§ **Work to complete**: Return the listing below verbatim. Pictures do not belong in the copy.

*****

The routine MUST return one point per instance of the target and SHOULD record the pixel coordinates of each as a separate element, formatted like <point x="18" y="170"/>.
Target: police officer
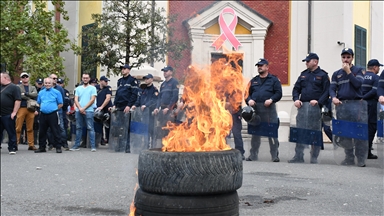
<point x="126" y="95"/>
<point x="311" y="86"/>
<point x="369" y="88"/>
<point x="264" y="88"/>
<point x="103" y="102"/>
<point x="168" y="97"/>
<point x="346" y="85"/>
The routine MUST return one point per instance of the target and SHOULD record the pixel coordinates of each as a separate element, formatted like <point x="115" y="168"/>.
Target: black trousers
<point x="49" y="121"/>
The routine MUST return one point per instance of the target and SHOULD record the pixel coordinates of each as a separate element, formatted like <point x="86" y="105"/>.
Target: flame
<point x="209" y="96"/>
<point x="132" y="207"/>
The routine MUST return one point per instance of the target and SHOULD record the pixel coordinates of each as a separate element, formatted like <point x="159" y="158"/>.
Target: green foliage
<point x="128" y="32"/>
<point x="30" y="40"/>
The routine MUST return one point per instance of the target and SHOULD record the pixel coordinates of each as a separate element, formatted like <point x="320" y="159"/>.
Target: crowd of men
<point x="92" y="100"/>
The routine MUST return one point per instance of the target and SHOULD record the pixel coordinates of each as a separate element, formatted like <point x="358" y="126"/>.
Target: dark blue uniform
<point x="127" y="92"/>
<point x="148" y="97"/>
<point x="369" y="89"/>
<point x="102" y="95"/>
<point x="169" y="94"/>
<point x="347" y="87"/>
<point x="260" y="90"/>
<point x="310" y="85"/>
<point x="380" y="85"/>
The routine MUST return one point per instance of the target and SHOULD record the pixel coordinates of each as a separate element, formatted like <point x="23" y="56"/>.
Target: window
<point x="92" y="69"/>
<point x="360" y="46"/>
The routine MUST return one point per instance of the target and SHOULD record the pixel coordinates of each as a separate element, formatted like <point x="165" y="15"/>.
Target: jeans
<point x="9" y="125"/>
<point x="82" y="121"/>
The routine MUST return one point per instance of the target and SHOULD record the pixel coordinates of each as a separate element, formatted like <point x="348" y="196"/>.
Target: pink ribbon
<point x="227" y="30"/>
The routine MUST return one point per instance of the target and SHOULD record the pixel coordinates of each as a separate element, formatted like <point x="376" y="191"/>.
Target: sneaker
<point x="348" y="162"/>
<point x="296" y="160"/>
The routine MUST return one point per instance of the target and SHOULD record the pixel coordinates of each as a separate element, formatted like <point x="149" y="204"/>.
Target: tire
<point x="148" y="204"/>
<point x="190" y="173"/>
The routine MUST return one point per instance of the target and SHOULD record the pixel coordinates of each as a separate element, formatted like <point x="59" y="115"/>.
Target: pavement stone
<point x="104" y="182"/>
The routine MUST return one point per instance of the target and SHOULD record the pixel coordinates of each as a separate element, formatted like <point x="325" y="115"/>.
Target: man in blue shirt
<point x="85" y="96"/>
<point x="50" y="101"/>
<point x="369" y="88"/>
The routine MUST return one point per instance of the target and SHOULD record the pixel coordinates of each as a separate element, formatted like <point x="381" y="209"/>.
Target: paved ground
<point x="102" y="183"/>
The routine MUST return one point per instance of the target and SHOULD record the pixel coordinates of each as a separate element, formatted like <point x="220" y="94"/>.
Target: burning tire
<point x="149" y="204"/>
<point x="190" y="173"/>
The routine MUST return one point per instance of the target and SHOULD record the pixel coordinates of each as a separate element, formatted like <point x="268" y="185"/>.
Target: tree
<point x="128" y="32"/>
<point x="30" y="40"/>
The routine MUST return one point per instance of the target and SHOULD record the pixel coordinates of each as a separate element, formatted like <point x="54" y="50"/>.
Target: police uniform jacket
<point x="169" y="94"/>
<point x="127" y="91"/>
<point x="260" y="91"/>
<point x="148" y="97"/>
<point x="347" y="87"/>
<point x="312" y="86"/>
<point x="380" y="85"/>
<point x="369" y="86"/>
<point x="102" y="95"/>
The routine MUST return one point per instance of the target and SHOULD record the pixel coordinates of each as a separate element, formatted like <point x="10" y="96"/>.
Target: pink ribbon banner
<point x="227" y="30"/>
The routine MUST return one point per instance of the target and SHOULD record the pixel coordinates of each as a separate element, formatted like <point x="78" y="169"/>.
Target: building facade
<point x="281" y="31"/>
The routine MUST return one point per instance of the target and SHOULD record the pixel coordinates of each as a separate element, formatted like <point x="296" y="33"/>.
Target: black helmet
<point x="250" y="116"/>
<point x="98" y="115"/>
<point x="71" y="117"/>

*****

§ **Answer below**:
The routine MUST return one point per instance of the target and SHOULD record the pixel coordinates of each as a separate element, formatted like <point x="18" y="170"/>.
Target: police officer
<point x="126" y="95"/>
<point x="311" y="86"/>
<point x="369" y="88"/>
<point x="264" y="88"/>
<point x="103" y="102"/>
<point x="168" y="97"/>
<point x="346" y="85"/>
The routine MUST return one point per instance of the target and SHOULD record the pixel coordinates of each as a separate element, formatted like <point x="115" y="168"/>.
Target: black trousers
<point x="49" y="121"/>
The routine MUST return one point per instance of the target and SHOULD record the pixel coordinates of each as a separate element, formatted like <point x="86" y="105"/>.
Target: flame
<point x="209" y="96"/>
<point x="132" y="207"/>
The routine MUST return one point per instance of the target and SHOULD record the pixel coordinates of each as a separate element, formatted like <point x="159" y="158"/>.
Target: green foliage
<point x="128" y="32"/>
<point x="30" y="40"/>
The routine MUST return one point per instance of the target and SHOULD record the pixel coordinates of each as a separate element, formatted like <point x="320" y="159"/>.
Target: crowd of men
<point x="92" y="100"/>
The routine MUST return one point per instance of the target and SHOULD record the pixel coordinates of each as a separate element, formatted like <point x="358" y="126"/>.
Target: dark blue uniform
<point x="127" y="92"/>
<point x="148" y="97"/>
<point x="369" y="89"/>
<point x="102" y="95"/>
<point x="169" y="94"/>
<point x="347" y="87"/>
<point x="260" y="90"/>
<point x="310" y="85"/>
<point x="380" y="85"/>
The routine MUST return one point per instance of the target and SHOULD record the pixel coordinates of each as a separate element, formatted like <point x="23" y="56"/>.
Target: window
<point x="92" y="69"/>
<point x="360" y="46"/>
The routine MUST return one point per instance of the target and SHOULD record the pixel coordinates of each as a separate element, formatted like <point x="165" y="15"/>.
Target: jeans
<point x="9" y="125"/>
<point x="82" y="121"/>
The routine MUST return one point per instance of the target and SHOULD record the pixel coordinates of each as a separate element, formatted like <point x="348" y="196"/>.
Target: pink ribbon
<point x="227" y="30"/>
The routine MUST return one point per instance of the target and SHOULD record the pixel coordinates of each as a separate element, formatted like <point x="376" y="191"/>.
Target: sneaker
<point x="348" y="162"/>
<point x="296" y="160"/>
The routine MUST return one point per instance of the target and SHOULD record the pixel coordinates of each as a separate element, formatted like <point x="149" y="204"/>.
Target: tire
<point x="148" y="204"/>
<point x="190" y="173"/>
The routine MUST return one point per instance of the target and SHOULD record the pixel coordinates of each as a separate element, formatted like <point x="59" y="115"/>.
Target: pavement stone
<point x="104" y="182"/>
The routine MUST return one point per instance of the target and SHOULD record the pixel coordinates of each as a separate element, formatted like <point x="325" y="115"/>.
Target: man in blue shirt
<point x="85" y="96"/>
<point x="50" y="101"/>
<point x="369" y="88"/>
The routine MUST return one point per instance of the target and SHOULD record the pixel coordinates of each as a separate element, formatted like <point x="381" y="209"/>.
Target: paved ground
<point x="102" y="183"/>
The routine MUST return one point per instance of the target and SHOULD record the pixel coordinates of each as a separate element, formatted like <point x="220" y="94"/>.
Target: burning tire
<point x="149" y="204"/>
<point x="190" y="173"/>
The routine MUST return one point per instance of the target and SHOULD record the pixel coordinates of each as a separate element, formatted like <point x="268" y="185"/>.
Target: tree
<point x="128" y="32"/>
<point x="30" y="40"/>
The routine MUST return one point per instance of the target and SHOULD record the pixel coordinates of each as a separate element, formatted like <point x="54" y="50"/>.
Target: police uniform jacket
<point x="169" y="94"/>
<point x="127" y="91"/>
<point x="260" y="91"/>
<point x="148" y="97"/>
<point x="347" y="87"/>
<point x="312" y="86"/>
<point x="380" y="85"/>
<point x="369" y="86"/>
<point x="102" y="95"/>
The routine MUST return one point per instance of the target and SHOULD record the pixel coordinates of each as a separate element, formatted like <point x="10" y="96"/>.
Target: pink ribbon banner
<point x="227" y="30"/>
The routine MUST return one point per instance of the target and SHOULD record the pixel coordinates of each as a separate element, formatted like <point x="78" y="169"/>.
Target: building facade
<point x="281" y="31"/>
The routine MUST return one point per instance of the target and SHOULD record the pixel coordinates of each as a separate element, formatted like <point x="296" y="33"/>.
Target: black helmet
<point x="250" y="116"/>
<point x="98" y="115"/>
<point x="71" y="117"/>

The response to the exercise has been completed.